課題.
a. 小説をめぐるブログ記事で、「「恋空」はいわゆるケータイ小説として大ヒットし」という文を含む段落から、片仮名だけで書かれた語をすべて拾い、重複を除いて出てくる順に並べなさい。
b. 小説をめぐるブログ記事を、途切れたところから書き継ぎなさい。

抜粋.
# # # # #
狐の嫁入り

小説創作ブログ! のつもりでしたが、なんかだいぶ違う気がします……

「君の膵臓をたべたい」を読んだ私は、桜良が可愛すぎてもだえ死にそうになった

私は恋人の病死する話が苦手だった。多分、その根源は、かなり昔に大ヒットした「恋空」の影響があると思う。「恋空」はいわゆるケータイ小説として大ヒットし、映画にもなり、そしてその女子高生(中学生?)の妄想の具現化とも言うべきストーリーから、一部のネット界隈では格好の悪口ネタとして有名だった。

恋空〈上〉―切ナイ恋物語

恋空〈上〉―切ナイ恋物語

 

 無菌室でキスするとかヒロインヤバいわみたいな正論とか、後は、作者の都合で死んでいく恋人を茶化した発言が多々あり、良くも悪くも素直だった私はそれを真に受け、こう考えるようになった。
愛する人の死は、作者が自己陶酔するための道具であり、非常に気持ちが悪いものだ」
ちなみに私は恋空を最後まで読んでさえいない。なぜそこまで恋人が死ぬ設定に嫌悪感を覚えていたのか、つい最近まで私は、ヒロインが死ぬ系の予感のある話を、なんとなく避けていた節さえある。
# # # # #
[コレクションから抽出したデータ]

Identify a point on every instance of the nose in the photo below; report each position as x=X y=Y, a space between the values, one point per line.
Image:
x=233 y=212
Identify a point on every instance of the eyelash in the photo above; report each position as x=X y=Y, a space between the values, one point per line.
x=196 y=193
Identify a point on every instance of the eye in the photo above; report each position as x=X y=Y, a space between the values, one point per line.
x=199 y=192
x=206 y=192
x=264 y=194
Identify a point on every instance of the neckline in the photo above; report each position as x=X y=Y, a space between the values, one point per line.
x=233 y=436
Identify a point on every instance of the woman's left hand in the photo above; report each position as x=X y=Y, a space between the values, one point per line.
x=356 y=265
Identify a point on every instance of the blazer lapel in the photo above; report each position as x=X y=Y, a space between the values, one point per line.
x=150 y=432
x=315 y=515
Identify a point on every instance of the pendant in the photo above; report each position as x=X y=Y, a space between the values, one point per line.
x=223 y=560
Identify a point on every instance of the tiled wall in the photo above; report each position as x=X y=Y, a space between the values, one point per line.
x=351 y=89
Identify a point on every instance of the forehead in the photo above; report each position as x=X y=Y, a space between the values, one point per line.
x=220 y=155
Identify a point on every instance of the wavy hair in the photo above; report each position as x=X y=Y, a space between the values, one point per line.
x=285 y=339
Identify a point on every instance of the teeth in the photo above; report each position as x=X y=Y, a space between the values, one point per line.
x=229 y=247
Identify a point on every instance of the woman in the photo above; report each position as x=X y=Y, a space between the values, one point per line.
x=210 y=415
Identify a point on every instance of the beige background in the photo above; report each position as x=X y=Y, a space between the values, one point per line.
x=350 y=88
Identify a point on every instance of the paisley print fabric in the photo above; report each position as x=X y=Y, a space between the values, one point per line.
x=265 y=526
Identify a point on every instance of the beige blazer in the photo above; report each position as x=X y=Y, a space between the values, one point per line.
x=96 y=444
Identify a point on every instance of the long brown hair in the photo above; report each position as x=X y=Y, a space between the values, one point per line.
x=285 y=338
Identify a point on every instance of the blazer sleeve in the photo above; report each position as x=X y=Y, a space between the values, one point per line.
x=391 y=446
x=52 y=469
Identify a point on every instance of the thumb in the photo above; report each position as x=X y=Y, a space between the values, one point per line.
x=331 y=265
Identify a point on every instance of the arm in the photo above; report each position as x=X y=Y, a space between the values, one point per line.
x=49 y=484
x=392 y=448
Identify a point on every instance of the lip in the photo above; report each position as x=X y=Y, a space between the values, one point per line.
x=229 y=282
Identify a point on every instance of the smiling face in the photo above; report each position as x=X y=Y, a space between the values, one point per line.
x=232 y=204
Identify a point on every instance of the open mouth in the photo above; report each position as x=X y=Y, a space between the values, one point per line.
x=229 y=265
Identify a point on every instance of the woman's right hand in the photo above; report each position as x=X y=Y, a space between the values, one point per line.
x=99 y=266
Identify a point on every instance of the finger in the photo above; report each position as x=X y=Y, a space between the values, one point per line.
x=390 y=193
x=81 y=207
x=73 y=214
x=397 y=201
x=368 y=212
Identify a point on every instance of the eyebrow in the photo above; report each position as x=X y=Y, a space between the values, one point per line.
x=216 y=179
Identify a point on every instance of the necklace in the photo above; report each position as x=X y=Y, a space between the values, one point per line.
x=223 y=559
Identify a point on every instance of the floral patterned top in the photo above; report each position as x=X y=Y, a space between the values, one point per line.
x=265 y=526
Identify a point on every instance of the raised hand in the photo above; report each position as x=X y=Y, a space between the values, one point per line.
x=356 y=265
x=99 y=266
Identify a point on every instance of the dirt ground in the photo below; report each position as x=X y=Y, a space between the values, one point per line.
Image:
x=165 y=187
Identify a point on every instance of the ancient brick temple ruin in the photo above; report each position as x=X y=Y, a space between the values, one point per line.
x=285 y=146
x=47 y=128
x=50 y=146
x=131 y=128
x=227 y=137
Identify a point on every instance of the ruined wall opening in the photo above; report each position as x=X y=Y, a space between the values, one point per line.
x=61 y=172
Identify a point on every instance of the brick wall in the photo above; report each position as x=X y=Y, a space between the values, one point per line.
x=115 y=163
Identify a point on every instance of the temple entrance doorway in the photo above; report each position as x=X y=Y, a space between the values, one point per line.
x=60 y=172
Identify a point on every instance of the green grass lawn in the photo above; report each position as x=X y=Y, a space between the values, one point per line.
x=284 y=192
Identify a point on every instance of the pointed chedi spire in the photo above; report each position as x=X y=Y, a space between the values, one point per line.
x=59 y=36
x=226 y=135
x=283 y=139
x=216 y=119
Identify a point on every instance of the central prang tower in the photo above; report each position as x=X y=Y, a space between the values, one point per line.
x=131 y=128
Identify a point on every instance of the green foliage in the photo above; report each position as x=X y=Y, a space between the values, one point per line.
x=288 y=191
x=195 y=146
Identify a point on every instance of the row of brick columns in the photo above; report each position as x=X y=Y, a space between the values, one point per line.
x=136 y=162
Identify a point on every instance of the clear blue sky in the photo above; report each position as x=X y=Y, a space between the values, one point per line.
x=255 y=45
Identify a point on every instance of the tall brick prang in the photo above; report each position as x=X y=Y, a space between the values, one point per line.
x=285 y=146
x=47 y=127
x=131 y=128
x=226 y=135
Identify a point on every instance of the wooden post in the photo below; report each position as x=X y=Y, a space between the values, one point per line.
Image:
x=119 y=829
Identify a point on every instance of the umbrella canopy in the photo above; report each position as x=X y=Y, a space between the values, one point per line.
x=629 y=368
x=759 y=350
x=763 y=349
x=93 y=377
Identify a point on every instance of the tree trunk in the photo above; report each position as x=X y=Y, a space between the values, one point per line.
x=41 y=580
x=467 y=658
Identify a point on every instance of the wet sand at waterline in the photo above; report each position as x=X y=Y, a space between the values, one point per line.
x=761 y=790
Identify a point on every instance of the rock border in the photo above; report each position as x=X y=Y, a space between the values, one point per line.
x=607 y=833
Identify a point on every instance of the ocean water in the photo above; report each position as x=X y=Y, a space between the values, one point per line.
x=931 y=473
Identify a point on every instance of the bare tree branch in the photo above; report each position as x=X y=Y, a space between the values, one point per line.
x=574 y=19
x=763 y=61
# # # # #
解答一覧.
a. ヒット、ケータイ、ストーリー、ネット、ネタ

b.
そして三年前、「恋空」を彷彿とさせるシチュエーションで、ウェブ発信のある小説が大ヒットした。

君の膵臓をたべたい (双葉文庫)

君の膵臓をたべたい (双葉文庫)

 

今も各種メディアミックスで話題になり続ける、「君の膵臓をたべたい」だ。

恋人が死ぬ系小説は何度でもよみがえり、定期的に話題になるのか……そう呆れていた私は初めから興味を持っていなかった。が、たまたま手に取る機会があった。
実家の本棚に「君の膵臓をたべたい」があるのを見た私は、怖いもの見たさかほんの気まぐれか、話題になる小説がどんなものかとふっと興味が沸き、そして、

あれ? 結構面白いじゃん、

と、余裕で読んでいて、後半でちょっと泣きそうになったのだ……
そうして私は、手首をねじ切らんばかりに手のひらを返したのだ。

 


自分に酔いすぎない主人公

この物語に私が入り込めたのは、主人公自身が、物事に対して努めて冷静であろうとしてたからだと私は思う。彼女の病気に、わざとらしい憐憫や憐れみをかけず、そんな彼女と秘密を共有することにも特別な感情を抱かず、目の前の出来事を淡々と語っていく。
その視点から見えた景色は、主人公の思いをできる限り通さず、そのまま我々への問いかけとなる。

「こういうことがあるけど、読んでるあなたはどう感じる?」

と。
冷静で、高校生のくせになかなか安定した語り口。気の利いた会話もできて、物語の最後まで一緒するのに、私は苦痛にならなかった。
ただ、本人からはだいぶやる気のない感じがする。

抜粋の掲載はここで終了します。